Exercise description =
Answer these questions from the article on the Zimbabwe post-election dialogue meeting:
1. Where is the meeting to be held?
2. According to Zimbabwe Doctors for Human Rights, how many people were treated for gunshot wounds?
3. What share of Zimbabwe's workers are out of a job?

Page extract =

:::

Harare ‑ President Emmerson Mnangagwa has invited presidential candidates who participated in Zimbabwe’s 2018 elections to a meeting to discuss the framework for post-election dialogue.
“The President of the Republic of Zimbabwe, His Excellency Cde ED Mnangagwa, is inviting leaders of all political parties who participated in the presidential election of July 30, 2018, to a meeting to discuss a framework for dialogue and interaction,” Chief Secretary to the President and Cabinet, Misheck Sibanda, said in a letter addressed to political leaders Tuesday.
The meeting will be held Wednesday afternoon at State House.
Each presidential candidate is expected to bring at most three other members.
Mnangagwa, who has been adamant that he was not going to engage members of the opposition who do not recognise his presidency, called for a meeting after civil society, political figures and the international community ratcheted pressure to end harassment and human rights abuses being perpetrated by the military.
The military moved into the streets of Zimbabwe following nationwide protests sparked by astronomical fuel price hikes.
The brutal clampdown by security forces last month left least 12 civilians dead. Zimbabwe Doctors for Human Rights said as many as 68 people were treated for gunshot wounds.
Mnangagwa’s nemesis, MDC leader Nelson Chamisa, is yet to pronounce his position on the invitation extended by the incumbent.
“He will take a position by tomorrow (Wednesday) morning,” Chamisa’s spokesperson, Nkululeko Sibanda said in an interview with African News Agency Tuesday night.
Build Zimbabwe leader Noah Manyika said he would be attending the meeting “if, as stated in the invitation, it is to discuss the framework for dialogue”.
Manyika, however, said genuine dialogue could only take place when political prisoners have been released and the military called off the streets.
“In my view, real and meaningful dialogue that will lead to the change we desperately need in our country can only happen if the people wrongfully detained have been released and the army is withdrawn completely from the streets and from manning roadblocks,” he said.
“It can only take place if, as the President promised upon his return from his overseas trip, the heads of those who have been responsible for brutalising citizens roll.”
Zimbabwe, which is in a serious economic meltdown, has as many as 90 percent of its workers out of a job. And the few who still have jobs can not withdraw their earnings from banks because there is a severe shortage of cash.
Hospitals have no drugs.
On Tuesday some teachers and other civil servants began a stay away to press for better wages.
The talks are seen as a possible way out of the morass.

:::

Referring expression data
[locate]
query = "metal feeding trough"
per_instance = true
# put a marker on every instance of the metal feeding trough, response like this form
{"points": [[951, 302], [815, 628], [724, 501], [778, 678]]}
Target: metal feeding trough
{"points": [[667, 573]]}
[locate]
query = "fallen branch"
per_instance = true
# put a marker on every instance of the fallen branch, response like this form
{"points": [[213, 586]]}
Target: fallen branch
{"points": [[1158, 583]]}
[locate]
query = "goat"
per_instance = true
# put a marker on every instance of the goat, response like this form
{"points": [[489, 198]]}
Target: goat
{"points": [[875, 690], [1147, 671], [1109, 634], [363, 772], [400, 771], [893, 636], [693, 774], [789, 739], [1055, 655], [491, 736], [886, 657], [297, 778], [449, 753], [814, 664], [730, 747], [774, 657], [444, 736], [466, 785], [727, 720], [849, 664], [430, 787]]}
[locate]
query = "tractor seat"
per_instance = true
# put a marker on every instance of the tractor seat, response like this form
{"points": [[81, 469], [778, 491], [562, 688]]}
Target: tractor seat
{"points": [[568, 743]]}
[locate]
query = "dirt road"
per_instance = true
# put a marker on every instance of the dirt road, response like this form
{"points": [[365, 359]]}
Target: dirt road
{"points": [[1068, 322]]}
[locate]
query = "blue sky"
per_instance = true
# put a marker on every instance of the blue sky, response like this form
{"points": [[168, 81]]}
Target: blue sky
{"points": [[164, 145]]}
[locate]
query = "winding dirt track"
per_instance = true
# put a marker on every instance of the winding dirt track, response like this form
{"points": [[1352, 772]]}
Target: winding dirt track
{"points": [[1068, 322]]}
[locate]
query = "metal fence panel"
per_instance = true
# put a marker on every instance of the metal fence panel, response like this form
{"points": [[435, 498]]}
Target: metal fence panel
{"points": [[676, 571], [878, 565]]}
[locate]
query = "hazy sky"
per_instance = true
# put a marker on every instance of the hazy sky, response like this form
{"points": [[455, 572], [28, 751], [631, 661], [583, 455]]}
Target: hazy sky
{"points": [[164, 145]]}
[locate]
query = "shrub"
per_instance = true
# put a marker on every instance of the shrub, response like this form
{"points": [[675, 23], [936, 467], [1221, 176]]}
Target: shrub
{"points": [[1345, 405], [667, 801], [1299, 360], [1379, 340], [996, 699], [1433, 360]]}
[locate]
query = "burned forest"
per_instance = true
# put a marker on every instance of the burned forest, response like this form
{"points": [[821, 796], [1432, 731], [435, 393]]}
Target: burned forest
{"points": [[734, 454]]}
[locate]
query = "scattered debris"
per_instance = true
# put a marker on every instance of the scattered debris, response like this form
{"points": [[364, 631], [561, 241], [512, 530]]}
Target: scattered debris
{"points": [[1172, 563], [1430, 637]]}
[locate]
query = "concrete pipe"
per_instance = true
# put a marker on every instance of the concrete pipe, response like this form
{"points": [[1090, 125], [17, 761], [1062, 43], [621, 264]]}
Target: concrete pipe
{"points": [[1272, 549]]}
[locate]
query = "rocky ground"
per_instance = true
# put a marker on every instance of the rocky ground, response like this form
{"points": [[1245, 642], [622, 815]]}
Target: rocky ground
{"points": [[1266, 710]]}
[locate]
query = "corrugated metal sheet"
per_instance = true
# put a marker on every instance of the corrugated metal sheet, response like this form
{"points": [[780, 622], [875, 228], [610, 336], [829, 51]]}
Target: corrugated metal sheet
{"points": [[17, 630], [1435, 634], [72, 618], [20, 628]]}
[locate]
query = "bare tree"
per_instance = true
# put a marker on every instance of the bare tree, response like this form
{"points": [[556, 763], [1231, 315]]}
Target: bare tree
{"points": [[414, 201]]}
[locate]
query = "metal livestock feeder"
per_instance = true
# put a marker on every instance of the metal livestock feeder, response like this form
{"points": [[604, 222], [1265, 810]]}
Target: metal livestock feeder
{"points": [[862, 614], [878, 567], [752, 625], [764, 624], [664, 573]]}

:::

Answer =
1. At State House.
2. As many as 68 people.
3. As many as 90 percent.